=== PROBLEMS AND TASKS ===
[1] From the passage on South Africa's electricity plan, give the part that opens with the words containing "What a relief!" and closes with "formidable problems ahead.", renaming "Integrated Resource Plan" as "National Electricity Plan".
[2] Render the sentence "This one is measured and sober, based on the real world." from the passage on South Africa's electricity plan in Spanish.

=== QUOTED TEXT ===
________________________

What a relief! The Department of Minerals and Energy has just released its plan for South Africas electricity supply until the year 2050. This is the Integrated Resource Plan 2023(IRP 2023),drawn up last year. The last such plan, IRP 2019, was nonsense, based on a fantasy world. This one is measured and sober, based on the real world. It gives one some hope for the awful state of our present electricity supply, but it does not deny the formidable problems ahead.

Let me explain about the real world and the fantasy world for electricity supply. The fantasy world is about what should be rather than what is; it is about computer models and wishful projections rather than reality. 

The heaven in the green fantasy world is “renewables’, meaning solar and wind. The true green believers feel that because sunlight and wind are free, they can somehow be made to produce reliable grid electricity that is free, or at least affordable – which is of course physically impossible. 

The hell in the green fantasy world is nuclear, which has shown time and time again that it can provide cheap, reliable, safe, clean electricity. The key word in the previous sentence is can. France showed that nuclear could produce cheap, reliable, plentiful grid electricity. Then France stumbled for reasons of politics and bad management, and French nuclear has faltered in recent years. (It is staging a determined recovery.) 

Solar and wind cannot ever provide cheap, reliable grid electricity, however wonderful their management and engineering. Because the electricity leaving the solar panel or the wind turbine is so intermittent, unreliable and seldom available, it costs a fortune to make it reliable (with standby generators, spinning reserve, extra transmission, extra controls, storage, compensation for loss of inertia, and so on.) This is why, all around the world, whenever solar and wind are used on a large scale, the final prices of electricity soar and electrical failures increase. In IRP 2019, the “least cost” option was solar and wind, which is in fact the greatest cost option. IRP 2019 was a green fantasy.

________________________

[Source data]

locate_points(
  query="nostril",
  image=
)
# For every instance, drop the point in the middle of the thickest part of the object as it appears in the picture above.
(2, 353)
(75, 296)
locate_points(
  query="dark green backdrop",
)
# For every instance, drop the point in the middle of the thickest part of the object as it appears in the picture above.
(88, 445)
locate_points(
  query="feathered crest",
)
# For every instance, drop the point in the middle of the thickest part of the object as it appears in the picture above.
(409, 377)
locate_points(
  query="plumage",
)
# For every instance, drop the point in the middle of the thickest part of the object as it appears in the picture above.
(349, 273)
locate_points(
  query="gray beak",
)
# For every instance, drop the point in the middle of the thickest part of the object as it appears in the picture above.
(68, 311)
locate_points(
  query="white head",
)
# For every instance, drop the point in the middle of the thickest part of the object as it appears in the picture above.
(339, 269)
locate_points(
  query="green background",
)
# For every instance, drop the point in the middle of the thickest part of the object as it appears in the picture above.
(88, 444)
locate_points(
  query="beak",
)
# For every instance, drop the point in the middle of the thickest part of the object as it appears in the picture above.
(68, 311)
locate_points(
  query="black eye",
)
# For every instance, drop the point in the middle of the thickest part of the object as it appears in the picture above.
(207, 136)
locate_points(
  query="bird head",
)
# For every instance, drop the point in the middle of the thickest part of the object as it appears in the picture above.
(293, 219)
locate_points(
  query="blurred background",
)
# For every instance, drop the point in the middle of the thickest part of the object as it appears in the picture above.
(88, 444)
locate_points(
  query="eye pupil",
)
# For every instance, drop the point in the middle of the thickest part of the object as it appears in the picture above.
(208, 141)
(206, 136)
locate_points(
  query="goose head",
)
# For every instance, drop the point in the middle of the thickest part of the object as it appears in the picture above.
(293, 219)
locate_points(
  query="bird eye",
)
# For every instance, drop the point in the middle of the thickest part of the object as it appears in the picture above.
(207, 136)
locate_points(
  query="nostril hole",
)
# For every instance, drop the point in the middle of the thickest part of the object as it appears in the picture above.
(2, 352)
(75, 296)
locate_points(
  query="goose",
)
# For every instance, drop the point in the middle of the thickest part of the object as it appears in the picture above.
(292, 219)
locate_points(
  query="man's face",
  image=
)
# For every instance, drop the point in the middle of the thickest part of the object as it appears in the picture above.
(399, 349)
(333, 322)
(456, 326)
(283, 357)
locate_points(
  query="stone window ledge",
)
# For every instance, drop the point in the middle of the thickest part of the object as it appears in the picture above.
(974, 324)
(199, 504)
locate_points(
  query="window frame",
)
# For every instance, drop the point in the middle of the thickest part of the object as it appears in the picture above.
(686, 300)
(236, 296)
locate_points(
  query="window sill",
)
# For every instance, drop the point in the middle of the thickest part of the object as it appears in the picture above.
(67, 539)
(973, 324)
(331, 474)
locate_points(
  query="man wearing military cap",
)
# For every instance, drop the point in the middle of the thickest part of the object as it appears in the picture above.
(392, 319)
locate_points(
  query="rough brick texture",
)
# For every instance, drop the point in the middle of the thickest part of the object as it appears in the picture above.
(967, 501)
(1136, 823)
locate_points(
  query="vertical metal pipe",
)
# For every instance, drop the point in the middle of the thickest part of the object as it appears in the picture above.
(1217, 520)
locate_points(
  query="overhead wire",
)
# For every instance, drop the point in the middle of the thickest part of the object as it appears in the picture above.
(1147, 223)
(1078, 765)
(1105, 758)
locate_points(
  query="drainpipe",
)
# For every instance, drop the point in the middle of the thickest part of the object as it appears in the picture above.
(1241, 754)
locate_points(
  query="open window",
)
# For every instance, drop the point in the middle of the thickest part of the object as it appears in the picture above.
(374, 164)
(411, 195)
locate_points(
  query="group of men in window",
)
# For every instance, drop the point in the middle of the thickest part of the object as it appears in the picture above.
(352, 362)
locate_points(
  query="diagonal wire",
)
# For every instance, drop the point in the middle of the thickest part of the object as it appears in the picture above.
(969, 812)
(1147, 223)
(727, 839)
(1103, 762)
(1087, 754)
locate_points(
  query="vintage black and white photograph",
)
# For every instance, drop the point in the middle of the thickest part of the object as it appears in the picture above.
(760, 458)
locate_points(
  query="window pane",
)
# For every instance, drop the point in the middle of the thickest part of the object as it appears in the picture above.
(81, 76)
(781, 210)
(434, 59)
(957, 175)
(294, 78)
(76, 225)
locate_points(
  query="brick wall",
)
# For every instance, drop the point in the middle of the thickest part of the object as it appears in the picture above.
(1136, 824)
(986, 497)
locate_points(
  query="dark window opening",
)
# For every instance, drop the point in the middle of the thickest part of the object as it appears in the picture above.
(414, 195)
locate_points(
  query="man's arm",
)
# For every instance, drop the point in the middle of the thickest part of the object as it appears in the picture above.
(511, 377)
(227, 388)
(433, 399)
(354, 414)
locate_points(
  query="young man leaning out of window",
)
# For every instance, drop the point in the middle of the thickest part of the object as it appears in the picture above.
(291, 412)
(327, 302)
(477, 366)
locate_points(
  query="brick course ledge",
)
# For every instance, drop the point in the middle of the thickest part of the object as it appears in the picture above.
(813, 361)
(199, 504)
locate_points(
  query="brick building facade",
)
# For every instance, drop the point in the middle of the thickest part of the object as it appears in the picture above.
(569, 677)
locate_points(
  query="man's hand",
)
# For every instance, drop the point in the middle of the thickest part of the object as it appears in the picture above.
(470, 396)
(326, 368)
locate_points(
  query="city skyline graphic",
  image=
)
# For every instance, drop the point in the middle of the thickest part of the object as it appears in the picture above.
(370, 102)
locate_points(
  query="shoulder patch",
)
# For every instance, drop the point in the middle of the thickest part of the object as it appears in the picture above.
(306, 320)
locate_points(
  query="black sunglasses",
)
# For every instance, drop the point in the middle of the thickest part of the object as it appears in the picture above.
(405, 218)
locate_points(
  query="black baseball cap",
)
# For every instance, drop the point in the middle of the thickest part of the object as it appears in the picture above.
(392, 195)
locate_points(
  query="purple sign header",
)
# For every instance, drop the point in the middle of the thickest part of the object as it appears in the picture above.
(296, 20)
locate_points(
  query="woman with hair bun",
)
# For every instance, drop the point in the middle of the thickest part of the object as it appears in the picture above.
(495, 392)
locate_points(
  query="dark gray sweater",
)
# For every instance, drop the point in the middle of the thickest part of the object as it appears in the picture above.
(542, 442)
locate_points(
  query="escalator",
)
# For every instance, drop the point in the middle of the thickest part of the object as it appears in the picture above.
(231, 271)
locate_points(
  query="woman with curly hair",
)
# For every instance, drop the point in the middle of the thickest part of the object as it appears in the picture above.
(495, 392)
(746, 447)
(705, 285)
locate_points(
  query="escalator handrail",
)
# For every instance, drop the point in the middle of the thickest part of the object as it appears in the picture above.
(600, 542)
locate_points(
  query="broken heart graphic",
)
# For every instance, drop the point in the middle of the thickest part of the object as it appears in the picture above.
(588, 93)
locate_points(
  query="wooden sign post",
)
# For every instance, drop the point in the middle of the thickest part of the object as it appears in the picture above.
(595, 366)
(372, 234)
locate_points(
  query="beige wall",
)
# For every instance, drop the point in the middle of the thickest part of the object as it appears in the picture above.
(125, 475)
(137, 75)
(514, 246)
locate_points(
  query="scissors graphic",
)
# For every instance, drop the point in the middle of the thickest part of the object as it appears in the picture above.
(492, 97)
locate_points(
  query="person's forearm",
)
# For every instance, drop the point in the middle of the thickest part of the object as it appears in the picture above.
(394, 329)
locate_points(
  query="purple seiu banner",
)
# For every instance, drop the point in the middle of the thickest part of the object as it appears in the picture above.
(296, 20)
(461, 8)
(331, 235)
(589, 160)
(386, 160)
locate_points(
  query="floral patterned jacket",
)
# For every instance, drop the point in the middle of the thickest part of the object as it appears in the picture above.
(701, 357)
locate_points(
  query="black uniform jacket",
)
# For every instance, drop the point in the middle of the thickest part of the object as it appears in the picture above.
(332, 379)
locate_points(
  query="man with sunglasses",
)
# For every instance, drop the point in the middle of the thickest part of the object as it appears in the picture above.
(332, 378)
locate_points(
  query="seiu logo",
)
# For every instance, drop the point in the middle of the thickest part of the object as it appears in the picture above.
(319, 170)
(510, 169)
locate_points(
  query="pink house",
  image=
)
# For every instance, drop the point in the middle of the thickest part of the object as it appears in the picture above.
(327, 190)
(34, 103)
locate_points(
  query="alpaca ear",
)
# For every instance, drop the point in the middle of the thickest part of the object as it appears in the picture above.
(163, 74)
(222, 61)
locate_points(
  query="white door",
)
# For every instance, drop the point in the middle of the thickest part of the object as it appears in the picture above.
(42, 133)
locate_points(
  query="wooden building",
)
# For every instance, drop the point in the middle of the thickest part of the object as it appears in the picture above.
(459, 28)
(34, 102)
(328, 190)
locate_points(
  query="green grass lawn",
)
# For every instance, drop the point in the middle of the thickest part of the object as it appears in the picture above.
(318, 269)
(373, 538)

________________________

=== CORRECT ANSWERS ===
[1]
What a relief! The Department of Minerals and Energy has just released its plan for South Africas electricity supply until the year 2050. This is the National Electricity Plan 2023(IRP 2023),drawn up last year. The last such plan, IRP 2019, was nonsense, based on a fantasy world. This one is measured and sober, based on the real world. It gives one some hope for the awful state of our present electricity supply, but it does not deny the formidable problems ahead.

[2] Este es mesurado y sobrio, basado en el mundo real.